=== Your goal ===
Please transcribe, exactly, the line that contains "[mark] car's front" and every line after it to the end of the records, and nothing else.

[[ Source material, beginning ]]

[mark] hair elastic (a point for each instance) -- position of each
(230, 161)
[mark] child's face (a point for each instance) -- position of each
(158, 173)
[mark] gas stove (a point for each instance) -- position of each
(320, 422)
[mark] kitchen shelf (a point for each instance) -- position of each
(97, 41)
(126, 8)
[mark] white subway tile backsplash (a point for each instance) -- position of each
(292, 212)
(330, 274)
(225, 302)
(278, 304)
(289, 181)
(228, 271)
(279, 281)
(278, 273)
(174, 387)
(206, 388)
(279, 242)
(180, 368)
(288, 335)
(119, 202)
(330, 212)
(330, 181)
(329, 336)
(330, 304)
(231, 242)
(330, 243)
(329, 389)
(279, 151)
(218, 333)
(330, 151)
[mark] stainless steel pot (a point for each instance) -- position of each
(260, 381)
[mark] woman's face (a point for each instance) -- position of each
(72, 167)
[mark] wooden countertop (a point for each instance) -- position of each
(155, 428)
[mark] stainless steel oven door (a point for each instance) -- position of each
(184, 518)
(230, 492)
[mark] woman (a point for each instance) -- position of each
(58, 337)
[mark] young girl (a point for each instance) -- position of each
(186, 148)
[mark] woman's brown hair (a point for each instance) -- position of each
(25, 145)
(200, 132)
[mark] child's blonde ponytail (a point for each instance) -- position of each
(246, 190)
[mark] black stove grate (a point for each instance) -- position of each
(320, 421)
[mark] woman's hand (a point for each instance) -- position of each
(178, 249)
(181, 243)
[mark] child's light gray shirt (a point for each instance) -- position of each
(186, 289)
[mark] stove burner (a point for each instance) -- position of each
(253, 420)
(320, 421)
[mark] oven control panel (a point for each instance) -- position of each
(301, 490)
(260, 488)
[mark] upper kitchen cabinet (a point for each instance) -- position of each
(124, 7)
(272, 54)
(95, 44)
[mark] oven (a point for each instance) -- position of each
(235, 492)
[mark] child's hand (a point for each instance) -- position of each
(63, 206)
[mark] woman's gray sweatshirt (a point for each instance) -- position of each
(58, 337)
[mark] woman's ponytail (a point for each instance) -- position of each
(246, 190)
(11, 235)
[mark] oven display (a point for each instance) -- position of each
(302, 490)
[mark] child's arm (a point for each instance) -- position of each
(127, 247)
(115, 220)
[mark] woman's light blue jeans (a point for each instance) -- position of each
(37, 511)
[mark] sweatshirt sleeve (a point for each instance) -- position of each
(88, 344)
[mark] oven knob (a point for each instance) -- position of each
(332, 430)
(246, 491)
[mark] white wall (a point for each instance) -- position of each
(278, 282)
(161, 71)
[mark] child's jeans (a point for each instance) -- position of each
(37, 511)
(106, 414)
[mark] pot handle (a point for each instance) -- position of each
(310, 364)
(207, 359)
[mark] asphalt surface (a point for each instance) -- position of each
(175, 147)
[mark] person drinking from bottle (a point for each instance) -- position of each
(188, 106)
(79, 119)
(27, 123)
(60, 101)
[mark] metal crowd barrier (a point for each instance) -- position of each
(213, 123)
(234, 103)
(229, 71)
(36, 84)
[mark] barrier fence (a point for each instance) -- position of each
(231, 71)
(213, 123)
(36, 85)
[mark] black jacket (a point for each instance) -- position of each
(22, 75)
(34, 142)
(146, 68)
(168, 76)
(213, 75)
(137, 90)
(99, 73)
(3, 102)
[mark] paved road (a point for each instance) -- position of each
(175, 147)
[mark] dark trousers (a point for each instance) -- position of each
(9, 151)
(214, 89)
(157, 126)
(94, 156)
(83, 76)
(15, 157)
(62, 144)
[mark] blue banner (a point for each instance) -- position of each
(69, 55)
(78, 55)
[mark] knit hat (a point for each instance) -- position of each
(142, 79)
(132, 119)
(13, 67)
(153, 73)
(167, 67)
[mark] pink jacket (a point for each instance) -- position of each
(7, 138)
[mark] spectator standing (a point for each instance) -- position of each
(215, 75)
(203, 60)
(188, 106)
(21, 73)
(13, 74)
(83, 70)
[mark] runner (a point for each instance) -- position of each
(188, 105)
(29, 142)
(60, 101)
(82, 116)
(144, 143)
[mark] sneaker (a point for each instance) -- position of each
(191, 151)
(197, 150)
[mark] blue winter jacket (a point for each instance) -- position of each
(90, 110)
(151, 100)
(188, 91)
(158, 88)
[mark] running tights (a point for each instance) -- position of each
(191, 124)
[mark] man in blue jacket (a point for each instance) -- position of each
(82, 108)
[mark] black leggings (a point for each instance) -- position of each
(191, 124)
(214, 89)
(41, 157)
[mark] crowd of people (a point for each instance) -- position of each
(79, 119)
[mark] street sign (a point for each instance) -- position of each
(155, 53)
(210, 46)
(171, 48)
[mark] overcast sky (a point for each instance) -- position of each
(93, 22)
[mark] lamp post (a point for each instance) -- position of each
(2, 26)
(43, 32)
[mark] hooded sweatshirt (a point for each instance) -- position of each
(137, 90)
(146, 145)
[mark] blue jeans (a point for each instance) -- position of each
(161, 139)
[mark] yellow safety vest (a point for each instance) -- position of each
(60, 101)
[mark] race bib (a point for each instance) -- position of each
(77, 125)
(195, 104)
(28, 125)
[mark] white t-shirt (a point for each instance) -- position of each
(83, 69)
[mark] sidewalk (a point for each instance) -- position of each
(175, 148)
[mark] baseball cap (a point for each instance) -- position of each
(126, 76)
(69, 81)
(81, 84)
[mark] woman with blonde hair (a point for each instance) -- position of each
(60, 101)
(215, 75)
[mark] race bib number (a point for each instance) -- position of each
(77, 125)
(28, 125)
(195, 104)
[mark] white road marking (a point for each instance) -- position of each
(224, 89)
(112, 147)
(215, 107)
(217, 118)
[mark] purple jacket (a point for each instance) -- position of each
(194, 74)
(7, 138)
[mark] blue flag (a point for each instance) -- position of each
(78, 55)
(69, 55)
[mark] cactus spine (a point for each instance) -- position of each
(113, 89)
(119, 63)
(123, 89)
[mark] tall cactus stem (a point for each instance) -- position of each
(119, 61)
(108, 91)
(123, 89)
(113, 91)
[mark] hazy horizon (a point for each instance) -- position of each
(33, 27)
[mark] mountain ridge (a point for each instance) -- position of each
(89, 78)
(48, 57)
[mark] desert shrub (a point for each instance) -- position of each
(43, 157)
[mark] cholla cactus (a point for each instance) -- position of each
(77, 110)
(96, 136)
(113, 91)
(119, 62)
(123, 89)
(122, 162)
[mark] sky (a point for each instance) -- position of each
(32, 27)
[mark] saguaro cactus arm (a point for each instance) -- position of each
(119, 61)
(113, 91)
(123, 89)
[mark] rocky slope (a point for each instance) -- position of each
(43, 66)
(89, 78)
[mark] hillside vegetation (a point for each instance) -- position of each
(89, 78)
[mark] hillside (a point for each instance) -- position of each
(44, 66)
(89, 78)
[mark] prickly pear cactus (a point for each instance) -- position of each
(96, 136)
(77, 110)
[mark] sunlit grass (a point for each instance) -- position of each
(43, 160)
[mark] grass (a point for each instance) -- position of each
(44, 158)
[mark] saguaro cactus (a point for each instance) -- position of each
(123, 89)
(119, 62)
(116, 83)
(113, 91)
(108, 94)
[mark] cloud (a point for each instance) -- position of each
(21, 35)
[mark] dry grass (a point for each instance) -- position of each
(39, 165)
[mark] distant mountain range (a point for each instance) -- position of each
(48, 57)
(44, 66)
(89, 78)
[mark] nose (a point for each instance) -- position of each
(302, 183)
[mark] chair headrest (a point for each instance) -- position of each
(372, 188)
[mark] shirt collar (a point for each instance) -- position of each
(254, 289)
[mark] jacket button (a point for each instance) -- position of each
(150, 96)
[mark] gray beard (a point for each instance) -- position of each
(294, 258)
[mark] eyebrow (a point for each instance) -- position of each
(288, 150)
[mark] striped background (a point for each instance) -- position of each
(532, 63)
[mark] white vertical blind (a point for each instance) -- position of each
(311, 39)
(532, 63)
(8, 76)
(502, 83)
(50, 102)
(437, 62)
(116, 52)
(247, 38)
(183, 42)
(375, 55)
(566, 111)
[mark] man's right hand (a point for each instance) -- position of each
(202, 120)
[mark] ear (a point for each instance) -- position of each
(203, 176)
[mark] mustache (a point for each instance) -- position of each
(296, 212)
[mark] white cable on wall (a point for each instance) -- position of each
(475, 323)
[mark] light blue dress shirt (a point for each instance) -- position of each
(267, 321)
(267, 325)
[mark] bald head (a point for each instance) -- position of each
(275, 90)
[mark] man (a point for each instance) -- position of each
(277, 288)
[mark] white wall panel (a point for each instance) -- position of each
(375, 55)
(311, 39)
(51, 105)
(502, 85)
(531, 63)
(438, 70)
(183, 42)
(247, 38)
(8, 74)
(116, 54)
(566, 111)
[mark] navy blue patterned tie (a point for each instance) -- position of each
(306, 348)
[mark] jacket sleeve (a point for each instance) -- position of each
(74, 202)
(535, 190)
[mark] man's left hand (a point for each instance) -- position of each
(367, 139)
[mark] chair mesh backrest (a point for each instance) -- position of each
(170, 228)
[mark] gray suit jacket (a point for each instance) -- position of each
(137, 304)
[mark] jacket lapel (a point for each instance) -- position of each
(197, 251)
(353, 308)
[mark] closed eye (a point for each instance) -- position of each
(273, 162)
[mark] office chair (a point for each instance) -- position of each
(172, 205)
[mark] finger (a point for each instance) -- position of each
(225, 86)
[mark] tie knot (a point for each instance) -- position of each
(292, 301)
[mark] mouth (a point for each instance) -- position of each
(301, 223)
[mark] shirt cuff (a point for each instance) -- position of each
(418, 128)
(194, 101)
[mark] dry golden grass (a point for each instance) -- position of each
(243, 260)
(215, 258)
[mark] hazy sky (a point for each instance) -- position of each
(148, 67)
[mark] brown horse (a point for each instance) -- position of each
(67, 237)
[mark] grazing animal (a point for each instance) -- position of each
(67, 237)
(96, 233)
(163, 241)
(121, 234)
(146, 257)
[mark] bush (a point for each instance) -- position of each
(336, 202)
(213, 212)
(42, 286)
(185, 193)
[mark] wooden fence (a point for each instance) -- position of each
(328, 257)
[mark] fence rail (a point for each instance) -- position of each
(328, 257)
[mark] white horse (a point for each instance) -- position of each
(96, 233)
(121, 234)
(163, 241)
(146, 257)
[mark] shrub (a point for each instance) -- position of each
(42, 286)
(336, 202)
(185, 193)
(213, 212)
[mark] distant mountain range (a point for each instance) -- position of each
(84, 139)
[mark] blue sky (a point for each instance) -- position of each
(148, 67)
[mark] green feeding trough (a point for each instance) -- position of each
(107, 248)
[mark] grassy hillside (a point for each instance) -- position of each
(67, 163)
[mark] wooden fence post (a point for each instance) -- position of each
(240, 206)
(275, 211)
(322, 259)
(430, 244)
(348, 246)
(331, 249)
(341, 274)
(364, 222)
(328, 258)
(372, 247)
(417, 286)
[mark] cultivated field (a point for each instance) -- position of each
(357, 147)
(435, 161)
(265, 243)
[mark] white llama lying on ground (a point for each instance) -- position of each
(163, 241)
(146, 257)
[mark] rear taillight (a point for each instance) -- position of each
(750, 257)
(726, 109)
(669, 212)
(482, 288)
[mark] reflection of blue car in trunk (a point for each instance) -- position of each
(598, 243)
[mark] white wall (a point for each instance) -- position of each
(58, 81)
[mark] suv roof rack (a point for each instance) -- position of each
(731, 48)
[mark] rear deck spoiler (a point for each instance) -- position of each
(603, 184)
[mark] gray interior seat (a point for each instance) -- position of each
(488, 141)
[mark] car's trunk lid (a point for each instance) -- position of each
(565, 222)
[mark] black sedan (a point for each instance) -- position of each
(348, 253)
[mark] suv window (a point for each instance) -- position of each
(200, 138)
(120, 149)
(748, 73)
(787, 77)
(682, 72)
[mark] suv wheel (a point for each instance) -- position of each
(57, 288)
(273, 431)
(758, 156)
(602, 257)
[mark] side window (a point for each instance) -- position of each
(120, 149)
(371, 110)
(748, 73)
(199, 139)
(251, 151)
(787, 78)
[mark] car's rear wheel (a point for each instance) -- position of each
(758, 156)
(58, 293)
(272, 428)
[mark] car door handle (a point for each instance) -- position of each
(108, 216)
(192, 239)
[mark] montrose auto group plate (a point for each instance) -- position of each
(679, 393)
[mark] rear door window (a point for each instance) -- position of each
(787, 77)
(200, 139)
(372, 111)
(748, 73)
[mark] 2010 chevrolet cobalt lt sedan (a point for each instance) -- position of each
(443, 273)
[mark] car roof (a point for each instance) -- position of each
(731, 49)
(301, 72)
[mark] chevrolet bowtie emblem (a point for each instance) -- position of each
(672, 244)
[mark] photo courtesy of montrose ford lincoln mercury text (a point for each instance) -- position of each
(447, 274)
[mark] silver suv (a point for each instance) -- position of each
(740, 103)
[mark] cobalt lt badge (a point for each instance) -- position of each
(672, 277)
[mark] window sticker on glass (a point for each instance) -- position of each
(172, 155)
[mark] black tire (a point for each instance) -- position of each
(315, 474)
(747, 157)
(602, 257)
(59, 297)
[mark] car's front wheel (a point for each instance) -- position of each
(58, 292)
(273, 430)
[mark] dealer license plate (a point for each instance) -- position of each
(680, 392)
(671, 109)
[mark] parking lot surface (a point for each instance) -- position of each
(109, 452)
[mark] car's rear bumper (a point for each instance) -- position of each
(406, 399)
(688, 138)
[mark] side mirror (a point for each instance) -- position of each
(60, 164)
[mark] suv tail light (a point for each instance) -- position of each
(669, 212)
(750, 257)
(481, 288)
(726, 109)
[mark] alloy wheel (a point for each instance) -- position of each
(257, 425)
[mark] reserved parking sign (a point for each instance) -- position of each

[[ Source material, end ]]

=== Solved exercise ===
[mark] car's front wheel (a point for each instance) -- position of each
(58, 292)
(273, 430)
[mark] dealer license plate (a point for each instance) -- position of each
(680, 392)
(671, 109)
[mark] parking lot surface (a point for each instance) -- position of each
(109, 452)
[mark] car's rear bumper (a point for each instance) -- position of each
(406, 399)
(688, 138)
[mark] side mirror (a point for each instance) -- position of each
(60, 164)
[mark] suv tail light (a point for each instance) -- position of each
(669, 212)
(750, 257)
(481, 288)
(726, 109)
[mark] alloy wheel (a point for each instance) -- position of each
(257, 425)
[mark] reserved parking sign (a point for each instance) -- position of each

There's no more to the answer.